Repeat the entries exactly, and do not carry the pictures over.

----

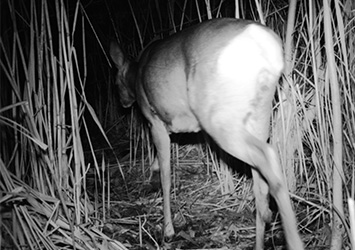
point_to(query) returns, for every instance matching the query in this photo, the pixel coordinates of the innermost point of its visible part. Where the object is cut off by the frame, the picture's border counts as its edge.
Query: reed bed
(74, 165)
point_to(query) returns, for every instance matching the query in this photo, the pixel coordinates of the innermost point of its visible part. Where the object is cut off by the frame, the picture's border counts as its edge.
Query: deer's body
(219, 76)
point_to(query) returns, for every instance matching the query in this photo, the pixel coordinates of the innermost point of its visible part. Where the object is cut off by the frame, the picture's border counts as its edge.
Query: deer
(219, 76)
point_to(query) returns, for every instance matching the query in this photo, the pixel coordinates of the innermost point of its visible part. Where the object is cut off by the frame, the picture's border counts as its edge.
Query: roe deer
(219, 76)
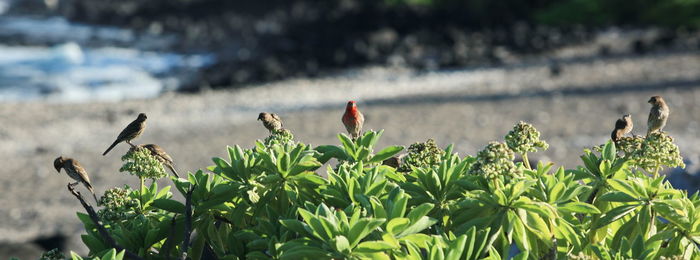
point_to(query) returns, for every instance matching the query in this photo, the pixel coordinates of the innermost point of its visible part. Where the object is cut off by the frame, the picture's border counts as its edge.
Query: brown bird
(658, 115)
(75, 171)
(623, 126)
(131, 131)
(353, 119)
(161, 155)
(271, 121)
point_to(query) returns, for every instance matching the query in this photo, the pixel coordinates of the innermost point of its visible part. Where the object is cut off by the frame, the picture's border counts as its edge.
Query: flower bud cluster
(142, 163)
(496, 159)
(656, 151)
(117, 205)
(525, 138)
(421, 155)
(281, 136)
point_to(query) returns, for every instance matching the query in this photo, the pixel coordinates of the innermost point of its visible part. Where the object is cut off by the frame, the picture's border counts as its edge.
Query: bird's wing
(165, 156)
(620, 123)
(360, 119)
(275, 116)
(129, 130)
(654, 114)
(80, 170)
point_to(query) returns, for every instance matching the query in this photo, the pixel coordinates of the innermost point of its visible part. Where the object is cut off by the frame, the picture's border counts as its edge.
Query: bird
(353, 119)
(160, 155)
(623, 126)
(271, 121)
(75, 171)
(658, 115)
(131, 131)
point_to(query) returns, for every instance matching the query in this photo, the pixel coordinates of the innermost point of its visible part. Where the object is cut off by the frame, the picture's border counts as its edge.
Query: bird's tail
(172, 169)
(111, 146)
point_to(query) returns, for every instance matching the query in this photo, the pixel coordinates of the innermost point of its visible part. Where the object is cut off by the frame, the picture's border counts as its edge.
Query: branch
(188, 222)
(100, 228)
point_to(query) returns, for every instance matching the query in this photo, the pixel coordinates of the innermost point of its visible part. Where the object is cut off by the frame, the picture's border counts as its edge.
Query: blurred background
(73, 73)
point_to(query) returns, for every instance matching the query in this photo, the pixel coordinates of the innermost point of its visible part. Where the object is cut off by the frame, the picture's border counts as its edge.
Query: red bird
(353, 120)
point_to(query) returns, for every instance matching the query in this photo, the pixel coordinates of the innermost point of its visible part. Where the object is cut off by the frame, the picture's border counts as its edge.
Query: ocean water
(85, 63)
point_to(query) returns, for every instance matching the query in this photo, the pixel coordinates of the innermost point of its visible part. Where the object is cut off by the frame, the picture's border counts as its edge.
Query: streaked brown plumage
(623, 126)
(75, 171)
(658, 115)
(393, 162)
(160, 154)
(271, 121)
(353, 120)
(131, 131)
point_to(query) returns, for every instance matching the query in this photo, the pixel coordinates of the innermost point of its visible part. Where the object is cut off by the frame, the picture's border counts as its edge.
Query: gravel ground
(469, 108)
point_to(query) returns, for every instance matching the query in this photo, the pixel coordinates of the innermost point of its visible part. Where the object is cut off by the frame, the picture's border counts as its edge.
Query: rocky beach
(574, 109)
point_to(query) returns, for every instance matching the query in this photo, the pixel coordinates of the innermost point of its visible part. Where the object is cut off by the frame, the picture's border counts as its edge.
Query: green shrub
(269, 202)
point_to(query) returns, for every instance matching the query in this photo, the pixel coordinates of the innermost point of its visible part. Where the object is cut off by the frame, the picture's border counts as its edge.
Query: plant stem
(141, 193)
(526, 161)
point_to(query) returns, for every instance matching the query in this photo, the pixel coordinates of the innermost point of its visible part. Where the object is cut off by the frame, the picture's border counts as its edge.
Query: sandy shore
(469, 108)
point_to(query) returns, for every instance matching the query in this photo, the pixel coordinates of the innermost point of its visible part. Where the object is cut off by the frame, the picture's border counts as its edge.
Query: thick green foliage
(269, 202)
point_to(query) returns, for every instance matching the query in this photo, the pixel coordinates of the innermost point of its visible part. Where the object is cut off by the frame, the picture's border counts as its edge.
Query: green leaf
(609, 151)
(617, 196)
(361, 229)
(623, 186)
(614, 214)
(397, 225)
(94, 244)
(342, 244)
(374, 246)
(75, 256)
(348, 144)
(422, 223)
(169, 205)
(386, 153)
(420, 211)
(579, 207)
(110, 255)
(456, 248)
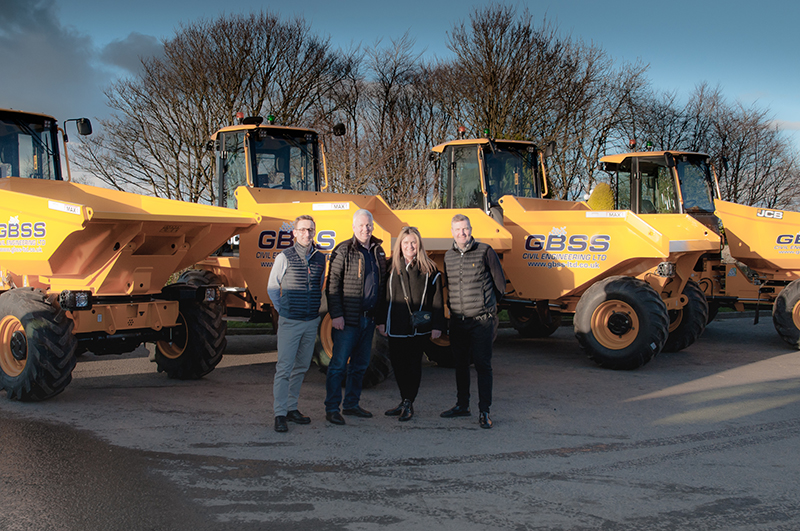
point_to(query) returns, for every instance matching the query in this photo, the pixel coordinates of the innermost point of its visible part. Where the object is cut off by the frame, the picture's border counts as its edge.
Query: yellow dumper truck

----

# Exercise response
point_to(query) returns, for every instance matching the query in this photo, the pixel coordinates of the innermost point of its visible part. Where the object is cut off by the frame, the picture's border counts as its edge.
Query: reed bed
(74, 165)
point_to(query) returns, for every instance matching the query in this photo, the pixel coordinates of the innermost point of its visible part. Where the object is cut off by the frame, the picture's border counts as its edge.
Query: deer's body
(219, 76)
point_to(query) returns, for every instance matching the query in this photo, the pixel coordinates of the innermost point of its visible part. Where the object is cut off by the frame, the picture's border counts as its edge.
Query: deer
(219, 76)
point_to(query) returns, for every instance matching the query in this photo, the pixel coordinates of the innermost point of its visible part. Where the object is cut off by the frame, the picture's border counts as its edge.
Query: roe deer
(219, 76)
point_to(query) returns, for every instance matching the query in this photo, the pixel coordinates of the innermost point of its visible part. Where the object is cut off by the frame, the picture's border counts as its edge.
Query: brown bird
(658, 115)
(75, 171)
(623, 126)
(131, 131)
(353, 119)
(161, 155)
(271, 121)
point_to(query) returns, for every instance matching the query in this photo, the pixel coordinates of the innermost point of its visible part. Where the object is cut off by the frame, the picture's border counts as its edge.
Query: flower bud cluster
(142, 163)
(496, 159)
(656, 151)
(117, 205)
(525, 138)
(421, 155)
(281, 136)
point_to(query) returns, for every instance matching the query in this photo, the pixel coordinates of the innermost point of its visible part. Where the object is cut off by the frame, the picture's border counts as its edge.
Query: bird's wing
(165, 156)
(620, 123)
(360, 119)
(275, 116)
(129, 130)
(654, 114)
(80, 170)
point_to(query) returns, for every instance matching the query in this photo, the pixel coordinates of the innermost point of its visible part. Where the object is cut off by the frame, the picture's border counts as its edge.
Query: bird
(353, 119)
(160, 155)
(623, 126)
(271, 121)
(75, 171)
(658, 115)
(131, 131)
point_to(query) returns, for every instance matching the query in this photo, the pixel coordinates of the innermost point of its visible part. Where the object is cut off by the frame, the picture's border counts as its edge.
Query: bird's tail
(172, 169)
(111, 146)
point_to(query) returns, for every instance matching the query in this photo, the pixel coordinates of the innermost point of its visible part. Where the object is cut off by the frame, the picture's border counts as its edge.
Query: branch
(188, 222)
(100, 228)
point_to(query) returns, for every instance matching the query in this photo, the pixel coordinates of the innermost point of its visible part. Where the object is cut off by the frame, the picture's border counts as its edge.
Query: blurred background
(73, 73)
point_to(query) returns, for every instance matching the query in this photo, the pixel coordinates of the innermost point of its visible part. Where the object is cut off by the frame, the picture's border counts as its edge.
Query: red bird
(353, 120)
point_to(query) returns, for every instance matching the query in this photo, the pixel coordinates of the innermost point of its visible part. Where the object is cut off by the frame, the picture's border counts as its edge.
Query: ocean water
(85, 63)
point_to(query) returns, for every instance matching the query in this photo, the pixel coordinates of the innermost point of its visible part. Where the object is cut off by the frame, the picture's border counts as its edge.
Query: streaked brown plumage
(623, 126)
(75, 171)
(658, 115)
(393, 162)
(160, 154)
(271, 121)
(353, 120)
(131, 131)
point_to(query) returns, for every instance matching the query in this photo, the pixel coordinates of the innermost point of its visible part. Where the object is cut off by the frame, the picture's border counts as its edge.
Query: gravel ground
(469, 108)
point_to(query) returns, for every instance matching the query in this photo, the pixel coordinates of the innermost point of its visible part. Where the object is cut off by the frame, the picture's border counts as its edge.
Query: rocky beach
(574, 109)
point_to(query) returns, for every instance matching the query in this photo, the pixel coordinates of the innermost point of its visible part. Where the object is cut off by the frame, the picture's border counts as its edge.
Query: green shrub
(269, 202)
point_to(query) returns, for every instance matching the query in this photo, the pixel coordinates of the innermost point of its visible part. Where the object is cut off by the frame, the picture's border counts as its edge.
Query: plant stem
(141, 193)
(526, 161)
point_to(query) returns, for every instance matching the query in this photo, the pixel coordinates of the innermost point of its visible part. Where the object is cut off by the frame, the picture's border counts as its edge.
Query: sandy shore
(469, 108)
point_to(query) returns, for every instance matching the query in this photo, the pixel coordinates of the innermost point of its visible part. Where the object is cut off by the frame, the picture's border counts as its edge.
Query: thick green foliage
(269, 202)
point_to(query) returns, for every instance matching the query in this photo, the pixel coordinates of the innermost point of its visible part. Where the object is cut off by the frame, the picture's border counts as its edge.
Query: green leaf
(609, 151)
(617, 196)
(361, 229)
(623, 186)
(614, 214)
(397, 225)
(94, 244)
(342, 244)
(374, 246)
(75, 256)
(348, 144)
(422, 223)
(169, 205)
(386, 153)
(420, 211)
(579, 207)
(110, 255)
(456, 248)
point_to(query) returns, for every instance matching the query in this photo, the pixel coordinates of the innermost point of its visible part. Where the object is cut off by the frame, the picture's border counts as its edge.
Query: yellow dumper truck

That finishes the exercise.